PASSAGE »

_____

Reviewer for our Path Profiling Implementation

I am a student at the University of Alberta under the
supervision of José Nelson Amaral, and I have been working on
implementing path profiling into LLVM. I have completed my project
and would like to submit it.

We are looking for a reviewer for the path profiling implementation. We
have sent previous requests to the llvmdev list but have so far been
unsuccessful.

Please see the attached patch and associated documentation.

Adam Preuss

path-profiling.patch (122 KB)

ppdoc.pdf (79.5 KB)

As far as I know, none of LLVM's standard passes make use of any profiling information. If we are going to get any value from having profiling support in LLVM, so that it is worth the effort of maintaining that code, we need to figure out how we're going to use it.

In my opinion, it is essential that LLVM passes be able to query the profile information with a standard API, and that they also be able to update the profile information to account for changes to the code (e.g., when a block is duplicated, when a loop is unrolled, etc.). We need to have one API for those things regardless of whether the profile information came from __builtin_expect, simple heuristics, static analysis, or some kind of profile feedback.

The existing support for profile information does not include such an API, which is at least part of the reason why nothing uses it. Adding path profiling would only make things worse in that it would be yet another format of profiling information. Do you have any thoughts on how to provide an API for LLVM to use and manipulate the path profiling information, in ways that would also apply to other kinds of profile info?

_____

PROVIDED INFORMATION »
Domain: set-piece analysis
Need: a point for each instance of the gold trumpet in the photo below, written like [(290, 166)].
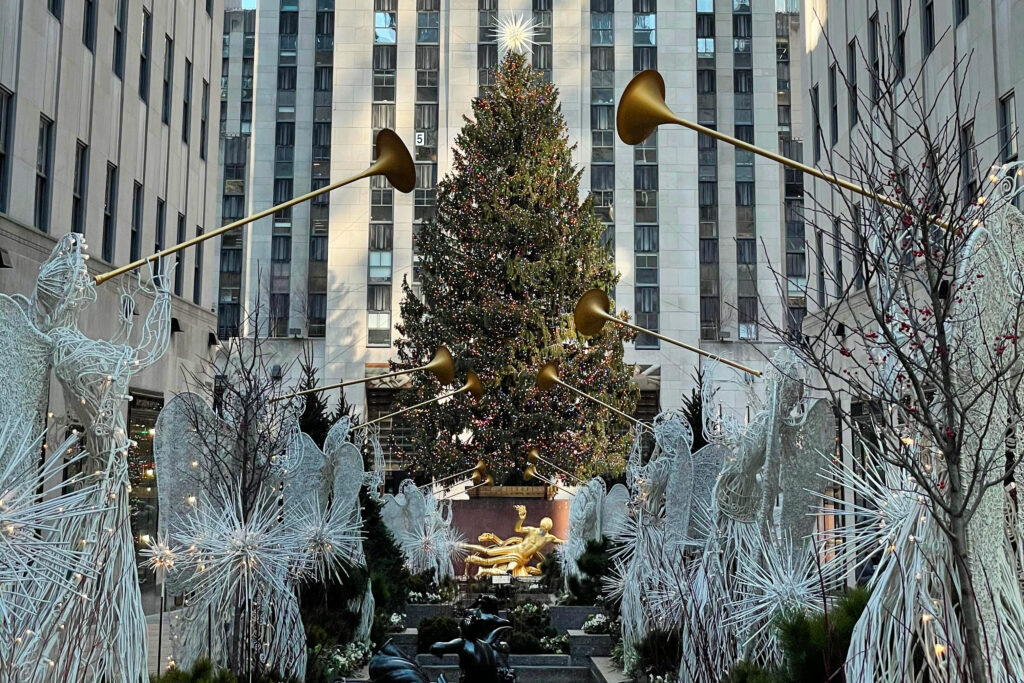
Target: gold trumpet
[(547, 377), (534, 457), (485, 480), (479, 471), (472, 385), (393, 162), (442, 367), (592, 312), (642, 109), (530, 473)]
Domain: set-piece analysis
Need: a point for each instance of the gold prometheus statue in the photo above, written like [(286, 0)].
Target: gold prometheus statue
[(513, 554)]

_____

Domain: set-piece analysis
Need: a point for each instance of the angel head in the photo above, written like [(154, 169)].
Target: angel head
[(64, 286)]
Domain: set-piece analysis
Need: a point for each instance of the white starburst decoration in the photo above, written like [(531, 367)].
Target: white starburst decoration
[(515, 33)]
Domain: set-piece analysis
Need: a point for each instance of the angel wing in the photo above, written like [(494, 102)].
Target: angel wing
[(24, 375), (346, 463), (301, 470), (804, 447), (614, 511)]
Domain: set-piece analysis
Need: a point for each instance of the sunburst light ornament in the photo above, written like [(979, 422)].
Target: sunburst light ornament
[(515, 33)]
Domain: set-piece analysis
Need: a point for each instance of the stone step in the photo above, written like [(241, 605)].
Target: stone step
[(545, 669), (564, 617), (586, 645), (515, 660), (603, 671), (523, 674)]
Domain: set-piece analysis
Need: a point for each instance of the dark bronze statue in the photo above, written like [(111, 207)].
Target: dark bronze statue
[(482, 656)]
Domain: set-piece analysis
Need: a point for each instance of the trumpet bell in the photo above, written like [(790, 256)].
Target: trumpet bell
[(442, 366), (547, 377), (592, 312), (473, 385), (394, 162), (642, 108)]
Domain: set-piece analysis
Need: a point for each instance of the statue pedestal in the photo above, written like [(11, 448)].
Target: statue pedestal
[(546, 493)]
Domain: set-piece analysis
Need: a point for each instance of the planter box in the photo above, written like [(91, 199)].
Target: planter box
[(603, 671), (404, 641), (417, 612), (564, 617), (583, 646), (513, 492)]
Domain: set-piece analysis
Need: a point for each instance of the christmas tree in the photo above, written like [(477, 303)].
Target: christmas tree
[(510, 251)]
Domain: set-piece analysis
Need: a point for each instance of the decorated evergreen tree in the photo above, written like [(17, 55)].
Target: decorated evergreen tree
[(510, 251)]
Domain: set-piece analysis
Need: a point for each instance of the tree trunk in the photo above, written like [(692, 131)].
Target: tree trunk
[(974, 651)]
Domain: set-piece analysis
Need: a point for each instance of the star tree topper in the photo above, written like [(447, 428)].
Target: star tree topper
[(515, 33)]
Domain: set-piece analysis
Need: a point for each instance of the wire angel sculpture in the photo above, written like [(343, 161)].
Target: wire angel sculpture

_____

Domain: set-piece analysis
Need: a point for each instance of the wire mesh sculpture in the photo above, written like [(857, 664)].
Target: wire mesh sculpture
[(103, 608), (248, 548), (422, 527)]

_____

WORK TO BE COMPLETED » Retype the passage on path profiling above from "We are looking" to "path-profiling.patch (122 KB)".

COMPLETED EXERCISE »
We are looking for a reviewer for the path profiling implementation. We
have sent previous requests to the llvmdev list but have so far been
unsuccessful.

Please see the attached patch and associated documentation.

Adam Preuss

path-profiling.patch (122 KB)